Data records: Begin
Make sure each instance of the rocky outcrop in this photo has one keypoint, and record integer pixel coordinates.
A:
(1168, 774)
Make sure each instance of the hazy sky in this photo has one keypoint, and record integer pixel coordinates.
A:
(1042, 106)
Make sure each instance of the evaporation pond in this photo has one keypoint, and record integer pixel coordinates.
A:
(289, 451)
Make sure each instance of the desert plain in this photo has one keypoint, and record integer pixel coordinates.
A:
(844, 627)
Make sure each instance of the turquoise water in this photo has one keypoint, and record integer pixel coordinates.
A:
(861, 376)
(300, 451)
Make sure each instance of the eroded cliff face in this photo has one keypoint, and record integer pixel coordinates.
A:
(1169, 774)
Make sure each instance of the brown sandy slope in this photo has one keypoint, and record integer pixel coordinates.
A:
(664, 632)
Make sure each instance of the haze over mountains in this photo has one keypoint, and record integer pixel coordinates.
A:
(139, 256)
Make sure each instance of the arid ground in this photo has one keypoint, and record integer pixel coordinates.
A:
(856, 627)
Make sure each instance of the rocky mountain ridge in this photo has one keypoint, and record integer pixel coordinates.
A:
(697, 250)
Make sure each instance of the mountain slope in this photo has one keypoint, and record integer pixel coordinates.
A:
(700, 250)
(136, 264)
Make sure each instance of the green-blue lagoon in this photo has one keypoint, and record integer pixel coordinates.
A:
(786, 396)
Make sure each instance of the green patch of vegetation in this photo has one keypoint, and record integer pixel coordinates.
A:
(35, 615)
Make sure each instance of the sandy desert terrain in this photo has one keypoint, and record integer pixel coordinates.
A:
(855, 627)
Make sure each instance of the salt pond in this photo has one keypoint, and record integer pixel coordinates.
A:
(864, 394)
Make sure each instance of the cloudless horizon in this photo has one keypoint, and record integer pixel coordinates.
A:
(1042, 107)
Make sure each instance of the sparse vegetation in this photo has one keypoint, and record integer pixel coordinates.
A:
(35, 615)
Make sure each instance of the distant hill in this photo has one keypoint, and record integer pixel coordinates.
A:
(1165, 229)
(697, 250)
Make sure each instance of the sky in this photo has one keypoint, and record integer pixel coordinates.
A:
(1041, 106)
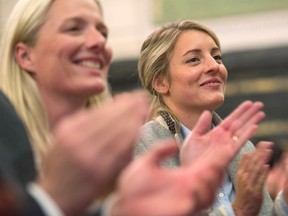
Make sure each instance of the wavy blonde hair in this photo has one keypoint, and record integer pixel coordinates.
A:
(23, 25)
(155, 56)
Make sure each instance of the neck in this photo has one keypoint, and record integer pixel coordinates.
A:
(58, 107)
(187, 115)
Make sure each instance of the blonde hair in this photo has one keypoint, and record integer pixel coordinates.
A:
(22, 26)
(155, 55)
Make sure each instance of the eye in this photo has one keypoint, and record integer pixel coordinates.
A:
(218, 58)
(104, 33)
(73, 28)
(192, 60)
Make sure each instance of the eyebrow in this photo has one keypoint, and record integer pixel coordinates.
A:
(215, 49)
(81, 20)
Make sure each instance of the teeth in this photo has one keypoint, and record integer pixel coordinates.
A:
(90, 64)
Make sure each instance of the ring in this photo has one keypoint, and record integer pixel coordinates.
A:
(235, 138)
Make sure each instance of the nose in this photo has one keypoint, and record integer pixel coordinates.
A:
(212, 66)
(95, 40)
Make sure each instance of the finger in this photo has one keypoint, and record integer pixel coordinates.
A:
(251, 116)
(226, 123)
(203, 124)
(241, 115)
(161, 151)
(240, 126)
(243, 137)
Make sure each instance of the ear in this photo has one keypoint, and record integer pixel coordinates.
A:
(23, 56)
(161, 85)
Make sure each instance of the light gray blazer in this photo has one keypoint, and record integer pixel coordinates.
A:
(157, 130)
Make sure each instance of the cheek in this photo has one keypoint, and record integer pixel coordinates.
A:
(108, 54)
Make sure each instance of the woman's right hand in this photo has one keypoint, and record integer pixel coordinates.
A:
(250, 180)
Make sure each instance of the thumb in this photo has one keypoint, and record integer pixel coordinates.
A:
(161, 151)
(203, 124)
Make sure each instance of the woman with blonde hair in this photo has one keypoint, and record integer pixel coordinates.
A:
(181, 66)
(42, 76)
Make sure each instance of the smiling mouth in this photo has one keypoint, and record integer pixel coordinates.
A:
(90, 64)
(211, 84)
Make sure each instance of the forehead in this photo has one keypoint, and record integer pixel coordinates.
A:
(195, 37)
(68, 9)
Data records: End
**Directions:**
Please return only the lines above, starting at the line that has "Make sure each instance of the blonde" and ending at the line that has "Make sure each instance of the eye in", keeping both and leaving each one unchanged.

**Answer to this problem:**
Make sure each instance of the blonde hair in this photo has one keypoint, and record integer pixel coordinates.
A:
(22, 26)
(155, 55)
Make sure each instance of the eye in this photo has one keypoint, and record integer pixel coordinates.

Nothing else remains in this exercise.